* **DATA SECTION**:
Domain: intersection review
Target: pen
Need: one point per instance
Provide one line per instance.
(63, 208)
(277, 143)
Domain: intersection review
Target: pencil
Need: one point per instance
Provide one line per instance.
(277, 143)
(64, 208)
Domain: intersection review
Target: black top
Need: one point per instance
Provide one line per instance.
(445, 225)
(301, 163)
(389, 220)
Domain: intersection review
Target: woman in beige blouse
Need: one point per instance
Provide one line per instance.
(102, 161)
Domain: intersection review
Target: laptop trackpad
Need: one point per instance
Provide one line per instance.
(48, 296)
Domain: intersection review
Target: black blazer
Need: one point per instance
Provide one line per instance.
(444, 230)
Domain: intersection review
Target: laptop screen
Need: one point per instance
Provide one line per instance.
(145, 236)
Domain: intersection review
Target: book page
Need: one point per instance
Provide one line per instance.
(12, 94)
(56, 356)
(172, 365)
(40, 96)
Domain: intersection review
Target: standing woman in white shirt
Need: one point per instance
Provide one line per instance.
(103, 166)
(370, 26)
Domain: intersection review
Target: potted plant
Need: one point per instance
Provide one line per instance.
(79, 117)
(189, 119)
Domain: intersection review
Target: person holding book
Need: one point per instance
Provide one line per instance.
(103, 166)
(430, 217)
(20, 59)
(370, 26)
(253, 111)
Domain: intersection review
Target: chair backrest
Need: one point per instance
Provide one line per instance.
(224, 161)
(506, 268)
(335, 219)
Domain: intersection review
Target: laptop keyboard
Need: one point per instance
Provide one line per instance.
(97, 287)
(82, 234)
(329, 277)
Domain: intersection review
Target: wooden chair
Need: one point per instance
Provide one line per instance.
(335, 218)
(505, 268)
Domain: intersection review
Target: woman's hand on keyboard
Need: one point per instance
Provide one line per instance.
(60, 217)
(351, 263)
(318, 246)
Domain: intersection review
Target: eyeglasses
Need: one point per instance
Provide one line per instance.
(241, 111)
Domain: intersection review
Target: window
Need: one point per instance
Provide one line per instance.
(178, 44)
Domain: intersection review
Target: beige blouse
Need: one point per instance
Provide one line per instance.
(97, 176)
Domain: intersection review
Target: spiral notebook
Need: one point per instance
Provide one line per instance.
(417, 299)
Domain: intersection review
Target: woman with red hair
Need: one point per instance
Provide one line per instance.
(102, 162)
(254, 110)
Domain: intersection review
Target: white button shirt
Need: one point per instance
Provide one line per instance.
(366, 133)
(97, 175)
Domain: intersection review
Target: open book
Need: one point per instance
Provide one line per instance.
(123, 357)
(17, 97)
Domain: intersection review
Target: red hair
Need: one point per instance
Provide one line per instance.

* **AIM**:
Display every line above that contains the word "chair".

* **RESULT OF THIS EXERCISE**:
Target: chair backrest
Target: wooden chair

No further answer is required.